Instructions to follow:
Update the listing below by replacing every "one marker per instance" with "one point per instance" and keeping everything else unchanged. Leave the pictures out of your answer.

----- Data for processing -----

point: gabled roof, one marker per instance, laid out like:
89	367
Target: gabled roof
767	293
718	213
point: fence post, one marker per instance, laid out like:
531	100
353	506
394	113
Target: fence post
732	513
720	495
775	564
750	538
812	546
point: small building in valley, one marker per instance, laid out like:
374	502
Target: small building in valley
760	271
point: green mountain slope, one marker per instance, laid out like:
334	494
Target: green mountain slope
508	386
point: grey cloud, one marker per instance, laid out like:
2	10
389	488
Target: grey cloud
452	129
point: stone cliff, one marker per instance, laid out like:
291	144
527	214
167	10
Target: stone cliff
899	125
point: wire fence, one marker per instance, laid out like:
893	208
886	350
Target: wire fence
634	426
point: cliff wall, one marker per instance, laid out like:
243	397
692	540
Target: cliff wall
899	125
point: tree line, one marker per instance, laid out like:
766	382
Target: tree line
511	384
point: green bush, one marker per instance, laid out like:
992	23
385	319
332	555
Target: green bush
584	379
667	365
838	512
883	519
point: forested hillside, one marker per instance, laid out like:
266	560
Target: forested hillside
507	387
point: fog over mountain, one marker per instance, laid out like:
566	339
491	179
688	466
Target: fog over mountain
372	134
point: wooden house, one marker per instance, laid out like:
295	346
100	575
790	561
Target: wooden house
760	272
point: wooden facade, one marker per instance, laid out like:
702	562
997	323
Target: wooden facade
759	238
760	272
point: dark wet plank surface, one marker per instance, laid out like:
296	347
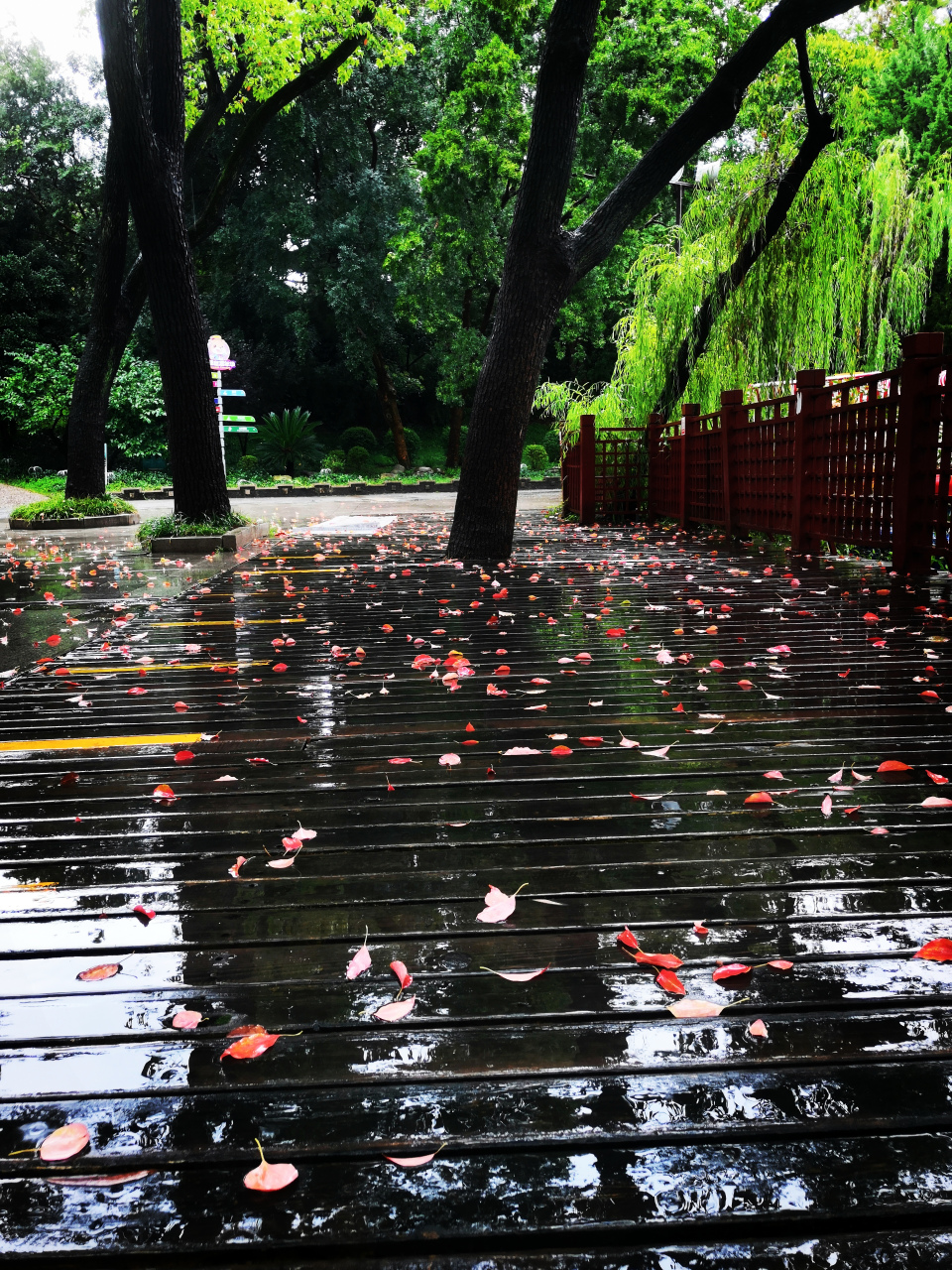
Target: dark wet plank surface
572	1109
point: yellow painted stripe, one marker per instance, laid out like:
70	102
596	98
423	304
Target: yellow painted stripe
182	666
178	738
246	621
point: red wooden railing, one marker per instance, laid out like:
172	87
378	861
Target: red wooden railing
866	461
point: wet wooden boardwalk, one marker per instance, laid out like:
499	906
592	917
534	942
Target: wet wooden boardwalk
579	1123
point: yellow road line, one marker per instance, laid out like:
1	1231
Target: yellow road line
245	621
179	738
134	668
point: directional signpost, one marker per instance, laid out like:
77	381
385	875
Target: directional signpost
218	361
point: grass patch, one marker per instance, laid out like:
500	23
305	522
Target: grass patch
64	508
177	527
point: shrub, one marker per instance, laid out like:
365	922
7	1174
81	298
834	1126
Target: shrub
64	508
172	526
536	458
287	440
358	461
413	444
350	437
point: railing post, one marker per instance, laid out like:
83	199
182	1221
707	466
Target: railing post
916	444
587	470
811	399
689	411
731	407
654	439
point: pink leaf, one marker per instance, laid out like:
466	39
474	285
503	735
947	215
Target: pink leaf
358	962
411	1161
693	1007
186	1019
395	1010
516	975
402	973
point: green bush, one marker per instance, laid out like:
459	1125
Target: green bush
173	526
286	441
64	508
535	458
413	444
358	461
350	437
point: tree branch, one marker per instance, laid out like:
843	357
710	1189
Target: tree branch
257	122
710	114
819	135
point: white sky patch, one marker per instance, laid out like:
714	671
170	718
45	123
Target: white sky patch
64	28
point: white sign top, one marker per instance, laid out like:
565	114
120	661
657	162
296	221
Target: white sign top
218	349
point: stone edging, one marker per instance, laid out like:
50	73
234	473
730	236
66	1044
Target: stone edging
76	522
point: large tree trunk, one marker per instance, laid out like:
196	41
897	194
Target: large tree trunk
85	427
116	312
543	262
148	112
391	408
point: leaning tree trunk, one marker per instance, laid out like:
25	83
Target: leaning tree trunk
150	127
391	408
85	427
543	262
111	327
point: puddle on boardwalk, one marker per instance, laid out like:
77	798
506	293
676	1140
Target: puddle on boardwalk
476	771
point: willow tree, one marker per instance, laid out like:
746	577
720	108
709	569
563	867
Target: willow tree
244	62
844	277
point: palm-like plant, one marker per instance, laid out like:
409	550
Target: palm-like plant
287	440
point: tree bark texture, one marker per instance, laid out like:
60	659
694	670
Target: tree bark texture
543	261
85	427
145	86
391	409
116	310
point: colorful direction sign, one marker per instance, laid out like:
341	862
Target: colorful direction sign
218	361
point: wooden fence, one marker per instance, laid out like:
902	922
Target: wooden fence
866	461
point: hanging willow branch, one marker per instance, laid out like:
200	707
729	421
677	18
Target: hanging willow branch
820	134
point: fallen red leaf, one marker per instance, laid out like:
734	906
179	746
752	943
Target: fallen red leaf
936	951
252	1046
270	1176
99	971
669	980
403	974
64	1143
728	971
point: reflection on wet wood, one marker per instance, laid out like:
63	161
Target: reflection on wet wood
571	1109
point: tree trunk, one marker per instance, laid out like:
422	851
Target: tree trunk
391	411
113	320
456	414
85	427
456	431
148	113
543	262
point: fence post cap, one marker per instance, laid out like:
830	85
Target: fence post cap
923	343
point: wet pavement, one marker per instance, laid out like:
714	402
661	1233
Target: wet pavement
620	728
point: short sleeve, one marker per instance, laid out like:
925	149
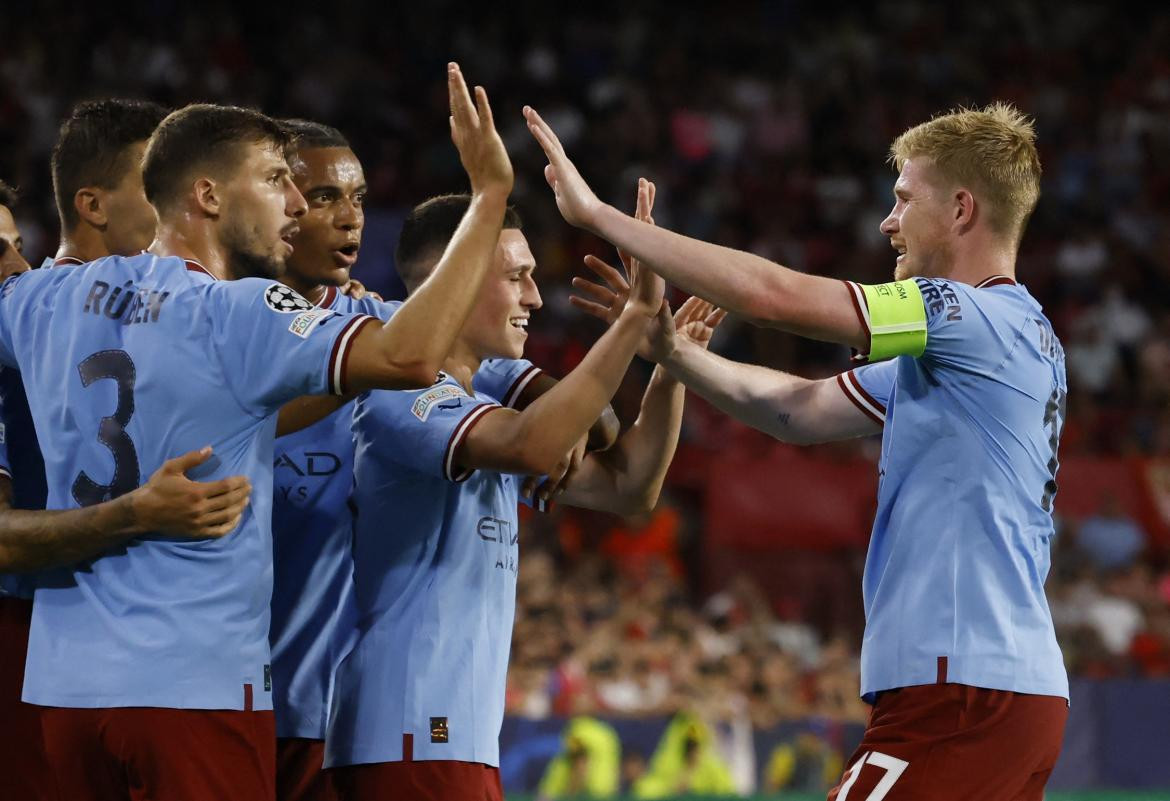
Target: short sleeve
871	387
504	379
421	429
274	345
5	464
9	305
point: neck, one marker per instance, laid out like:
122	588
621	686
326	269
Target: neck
309	290
982	262
83	244
193	241
462	364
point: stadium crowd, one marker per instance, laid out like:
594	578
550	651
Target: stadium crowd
765	132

-----

Response to this exercise:
point: gabled roof, one point per instance, laid out like:
89	367
Target: gabled roof
767	293
718	213
point: fence post, one point per instance, laid out like:
531	100
353	506
394	113
Target: fence post
732	513
720	495
775	564
750	538
812	546
point: small building in valley, one point per instance, laid out like:
374	502
Target: small building in valley
760	271
point: green mountain slope, one point per instance, laid out like:
334	494
Target: green mountain slope
508	386
point: grey cloud, one point per instance, laid out like:
2	10
389	488
Target: grey cloud
452	129
point: stone cliff, one point per instance, laid out like:
291	144
527	214
167	10
Target: stone cliff
899	125
point: wire fence, one point per instance, laid out like:
893	208
886	350
Target: wire fence
634	426
point: cliff wall, one point per instance, laid out like:
243	397
692	540
Target: cliff wall
899	125
point: tree line, one point per instance, laid out like:
766	382
Target: tree line
511	384
point: green bush, one point per instance, laid out like:
992	23
385	319
332	555
Target: green bush
584	379
667	365
838	512
883	519
point: forested hillside, one point per instance, laid out like:
266	560
Target: forested hillside
507	387
point: fog over mountain, one point per instance, laid out like:
566	339
491	179
688	466
Target: fog over mountain
372	134
point: wooden house, one point per instance, laid out like:
295	346
100	575
790	561
Target: wooden house
760	272
point: wooden facade, one point per instance, laid out like:
702	562
997	323
Target: wooden facade
759	238
760	272
point: dark wet plank surface, one point per instance, laid out like:
296	347
Target: dark wet plank surface
572	1109
point: yellow painted stripe, one point per instance, laid out like:
70	102
596	98
423	304
Target: yellow painted stripe
182	666
178	738
246	621
point: red wooden railing, one point per instance, laid out like:
172	87
378	861
Target: red wooden railing
866	461
point: wet wooden boardwalk, one point per instance, laid out like:
499	906
592	917
534	942
Target: wet wooden boardwalk
579	1123
point: yellow road line, one point per instance, laid out like:
1	1231
Target: yellow road line
245	621
179	738
134	668
point: directional signpost, one point per instance, laid out like:
77	381
385	875
Target: directional signpost
218	361
point: grass patch, one point per instance, laid out like:
500	23
305	522
Target: grass patch
64	508
177	527
point: shrub, one point per instance, laid out like:
365	922
7	1174
81	298
834	1126
Target: shrub
64	508
172	526
536	458
287	440
358	461
413	444
350	437
point: railing post, one point per instance, laid out like:
83	199
182	1221
707	466
Target: railing post
916	444
587	470
811	399
689	411
731	407
654	439
point: pink leaf, one point per instance, laid out like:
466	39
474	285
503	735
947	215
Target: pink leaf
358	962
411	1161
693	1007
186	1019
395	1010
516	975
402	973
point: green bush, one point per instance, laid out like:
459	1125
Target: green bush
173	526
286	441
64	508
535	458
413	444
358	461
350	437
point: tree branch, one point per instance, laid out like:
843	357
710	1189
Target: tree branch
257	122
710	114
819	135
point: white sky patch, one point per instance, laid out like:
714	671
170	718
45	123
Target: white sky patch
64	28
point: white sign top, one point per instance, laid out like:
565	114
120	661
657	162
296	221
Target: white sign top
218	349
point: stone edging, one point per instance, laid out like:
50	73
234	473
730	236
66	1044
Target: stone edging
76	522
point: large tree trunk, one point per instance, laid out like:
196	41
897	194
Target: large tree trunk
85	427
116	312
543	262
148	112
391	408
point: leaning tree trunk, one point per instance, laid out like:
25	83
Target: leaning tree trunk
150	127
391	408
85	427
543	262
111	327
point: puddle on boardwalk, one point per instance, laid out like:
77	798
506	293
676	1140
Target: puddle on boardwalk
476	771
point: willow tree, one point per instance, laid out like:
746	577
720	108
709	569
563	867
Target: willow tree
244	62
844	277
point: palm-like plant, one point per instance, laid out like:
409	550
Target: palm-like plant
287	440
point: tree bark texture, one point per instance, laid out like:
60	659
694	670
Target: tree bark texture
543	261
85	427
145	86
391	409
116	310
point: colorful direction sign, one point per instance, laid out like:
341	862
Target: colorful direction sign
218	361
point: wooden fence, one point per instance, laid out like:
902	922
Target: wooden fence
866	461
point: hanging willow branch, one point per instance, laid out like:
200	707
729	421
677	18
Target: hanging willow branch
820	134
point: fallen red leaf, one point per instance, laid out like:
734	906
179	746
752	943
Target: fallen red leaf
936	951
252	1046
270	1176
99	971
669	980
403	974
64	1143
728	971
point: reflection on wet wood, one point per instance, laid out like:
63	161
Target: reflection on wet wood
571	1109
point: tree trunk, one point per instance, laid out like:
422	851
Target: tree trunk
391	411
113	320
456	414
85	427
456	431
148	113
543	262
point: fence post cap, one point per instance, laid out like:
830	85
Target: fence post cap
923	343
point: wet pavement, one point per instance, laid out like:
714	402
661	1233
Target: wet pavement
620	728
point: short sleeve, one point per instance, laid out like:
925	149
Target: short sleeve
871	387
504	379
421	429
274	345
5	464
9	305
point: neck, one point per instance, laid out like:
122	588
621	686
326	269
Target: neck
309	290
982	262
83	244
193	241
462	364
point: stadium crowd, one point per instance, laid out like:
594	578
550	651
Target: stadium crowd
765	132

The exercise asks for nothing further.